▶ Assigned task: Without the pictures, copy the entries below word for word.

········

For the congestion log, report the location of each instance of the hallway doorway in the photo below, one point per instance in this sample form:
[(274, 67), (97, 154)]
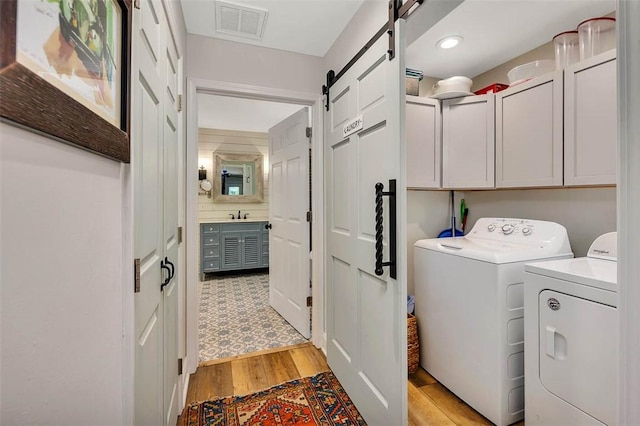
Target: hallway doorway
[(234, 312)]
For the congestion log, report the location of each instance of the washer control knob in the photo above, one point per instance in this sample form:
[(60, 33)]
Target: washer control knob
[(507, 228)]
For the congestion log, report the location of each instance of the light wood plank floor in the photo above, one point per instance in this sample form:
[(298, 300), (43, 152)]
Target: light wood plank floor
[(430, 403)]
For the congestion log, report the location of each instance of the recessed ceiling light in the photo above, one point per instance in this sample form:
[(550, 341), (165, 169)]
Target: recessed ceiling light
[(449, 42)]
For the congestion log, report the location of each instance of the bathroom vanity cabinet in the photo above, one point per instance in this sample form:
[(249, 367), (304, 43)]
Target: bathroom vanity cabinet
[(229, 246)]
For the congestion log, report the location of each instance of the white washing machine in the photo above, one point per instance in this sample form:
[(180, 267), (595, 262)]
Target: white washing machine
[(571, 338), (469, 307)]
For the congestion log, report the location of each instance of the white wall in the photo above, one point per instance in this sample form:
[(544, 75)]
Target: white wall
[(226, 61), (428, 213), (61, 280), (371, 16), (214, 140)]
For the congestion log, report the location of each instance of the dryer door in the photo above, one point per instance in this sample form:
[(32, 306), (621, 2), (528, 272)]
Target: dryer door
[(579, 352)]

········

▶ Solution:
For the congestion log, report the location of each instance of the hallway doorway in the photo below, one point per instance in this sample form:
[(274, 67), (97, 154)]
Target: hallway doorway
[(234, 312)]
For the congestion log, report the location of each instance of the washer control knob in the photo above, one point per instance in this sample form:
[(60, 33)]
Target: washer control knob
[(507, 228)]
For the congestion log, report the location of each instance of the light wood plank floor in the photo above, one point per instance in this sample form:
[(298, 300), (43, 152)]
Target: light wood plank floor
[(430, 403)]
For the congestion log, report the location of each instance of the recessed ceiling light in the photo above, one point per instance in this sample form:
[(550, 341), (165, 169)]
Target: recessed ceiling light
[(449, 42)]
For the congestion log, report the location of each instance of the bathroom vanity cabinet in the photo above, one point per instance in this sample form:
[(249, 367), (304, 43)]
Target: bathroom vanity cabinet
[(229, 246)]
For the congestion log, report the location of each instance of the white washing machine in the photo above, one point per instance in this sample form:
[(180, 267), (595, 262)]
Target: white washing machine
[(571, 338), (469, 307)]
For the congestion log, report the location of each instance of the white wall in the photo above, one point per instance in this sample form:
[(544, 75)]
Target: white wall
[(226, 61), (428, 213), (61, 280), (371, 16), (214, 140)]
For the congestion log, report the location of each instance of the dryer door in the photo above, one point per instance in this sample form:
[(32, 306), (621, 2), (528, 272)]
Target: dryer door
[(579, 352)]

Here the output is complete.